Supplied text:
□ □ □ □

Fleece and cotton are both ubiquitous in outdoor clothing, and the two fabrics have many potential overlapping uses. When it comes to choosing fabric for your outdoor clothing and gear, it can be a challenge to understand how the characteristics of each type of fabric stack up against each other.

You can read how wool and fleece and wool and cotton stack up against each other in our other articles, but here, we’re going to take a deep dive into how cotton and fleece compare. Both fabrics are great in the proper application; you just need to know what the ideal uses are to stay comfy and safe on your adventures.

 

Advantages of Fleece

  • Fleece is versatile.
  • Fleece is moisture-resistant.
  • Fleece is insulating.
  • Fleece is breathable.

 

Advantages of Cotton

  • Cotton is durable.
  • Cotton is cool.
  • Cotton is breathable.
  • Cotton is lightweight.

 

Fleece Vs Cotton Comparison Chart

Attribute Fleece Cotton
Insulation Great Insulator Bad Insulator
Softness Can be very soft Can be very soft
Water Resistance Somewhat resistance No resistance, cotton should not be worn during cold days due to this.
Sustainability Can be made of recycled materials, but generally synthetic materials, and not ideal Much more sustainable, but cotton crops still use substantial water
Cost Can be quite inexpensive Can be quite inexpensive
Odor Resistance Not very odor resistant Pretty odor resistant

 

Comparing Fleece And Cotton Attributes

So how do fleece and cotton compare when we put them head to head? Here’s how the two compare to each other when we look at different scenarios.

□ □ □ □

[Polygon annotations for photos]

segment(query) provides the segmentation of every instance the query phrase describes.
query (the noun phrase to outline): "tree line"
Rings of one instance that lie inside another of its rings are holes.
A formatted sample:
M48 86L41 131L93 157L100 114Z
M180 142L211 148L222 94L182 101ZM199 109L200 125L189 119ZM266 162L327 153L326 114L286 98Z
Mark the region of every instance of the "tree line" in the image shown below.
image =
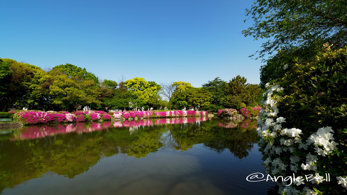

□ □ □ □

Required work: Set down the passage of the fleece-versus-cotton comparison above from "Fleece and cotton are" to "on your adventures.", word for word.

Result of this exercise:
Fleece and cotton are both ubiquitous in outdoor clothing, and the two fabrics have many potential overlapping uses. When it comes to choosing fabric for your outdoor clothing and gear, it can be a challenge to understand how the characteristics of each type of fabric stack up against each other.

You can read how wool and fleece and wool and cotton stack up against each other in our other articles, but here, we’re going to take a deep dive into how cotton and fleece compare. Both fabrics are great in the proper application; you just need to know what the ideal uses are to stay comfy and safe on your adventures.